Repeat exactly the lines that begin at the one containing "Need: one dot" and end at the final line of the records; include no pictures and nothing else.

#### SOURCE MATERIAL ####

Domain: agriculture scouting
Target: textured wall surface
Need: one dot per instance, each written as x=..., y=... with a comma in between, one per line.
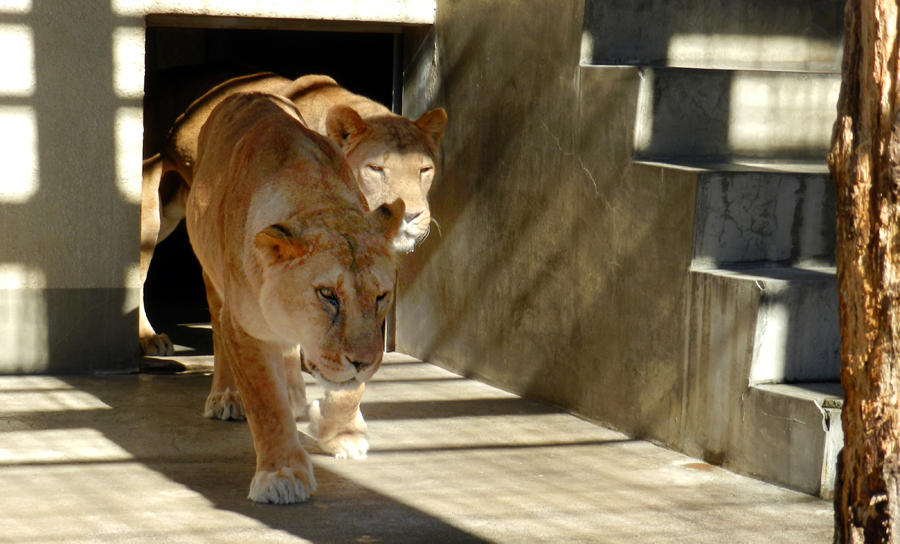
x=71, y=89
x=560, y=267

####

**RESPONSE TO THIS EXERCISE**
Need: one dot per instance, each written as x=..., y=... with a comma in between, one per line.
x=71, y=89
x=560, y=267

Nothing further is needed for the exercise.